Stated task
Pick out every line in the records below that contains the string "side" and copy each one. Case counts when matching.

[Saved data entries]
** Begin **

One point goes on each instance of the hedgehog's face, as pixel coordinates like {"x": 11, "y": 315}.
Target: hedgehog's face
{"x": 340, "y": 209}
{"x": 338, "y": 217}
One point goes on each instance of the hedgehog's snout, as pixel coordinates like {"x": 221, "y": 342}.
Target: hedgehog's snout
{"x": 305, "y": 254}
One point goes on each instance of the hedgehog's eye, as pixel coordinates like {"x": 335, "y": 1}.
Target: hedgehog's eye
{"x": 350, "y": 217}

** End **
** Begin **

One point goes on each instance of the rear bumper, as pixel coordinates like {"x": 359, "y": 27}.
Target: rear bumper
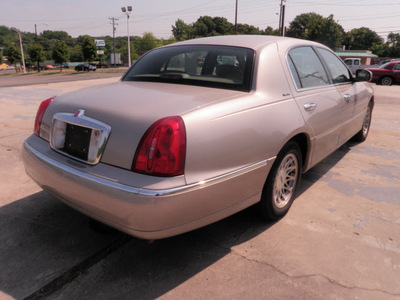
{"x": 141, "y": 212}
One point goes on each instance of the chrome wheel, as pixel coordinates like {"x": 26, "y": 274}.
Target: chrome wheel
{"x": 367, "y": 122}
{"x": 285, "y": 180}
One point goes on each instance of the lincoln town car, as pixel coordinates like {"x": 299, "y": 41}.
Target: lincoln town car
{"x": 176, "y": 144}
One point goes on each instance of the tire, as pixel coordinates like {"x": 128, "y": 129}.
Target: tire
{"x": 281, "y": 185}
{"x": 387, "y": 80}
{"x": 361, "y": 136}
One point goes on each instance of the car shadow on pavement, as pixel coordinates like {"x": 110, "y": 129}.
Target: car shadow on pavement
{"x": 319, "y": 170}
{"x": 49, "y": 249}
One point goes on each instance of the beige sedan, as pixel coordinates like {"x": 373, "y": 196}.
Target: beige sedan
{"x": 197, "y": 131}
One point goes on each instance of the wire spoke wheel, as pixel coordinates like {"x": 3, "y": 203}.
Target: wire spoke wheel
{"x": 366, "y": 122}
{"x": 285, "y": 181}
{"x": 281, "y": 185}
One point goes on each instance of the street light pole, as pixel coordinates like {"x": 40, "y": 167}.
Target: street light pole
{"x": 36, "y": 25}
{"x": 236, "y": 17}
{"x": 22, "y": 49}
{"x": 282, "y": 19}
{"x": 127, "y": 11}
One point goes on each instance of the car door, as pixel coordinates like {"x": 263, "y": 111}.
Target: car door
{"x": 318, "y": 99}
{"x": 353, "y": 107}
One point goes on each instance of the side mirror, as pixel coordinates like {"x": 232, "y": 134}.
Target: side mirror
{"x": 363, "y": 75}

** End **

Final result
One point goes on each instance of the side mirror, as pixel coordinates like {"x": 232, "y": 134}.
Target: side mirror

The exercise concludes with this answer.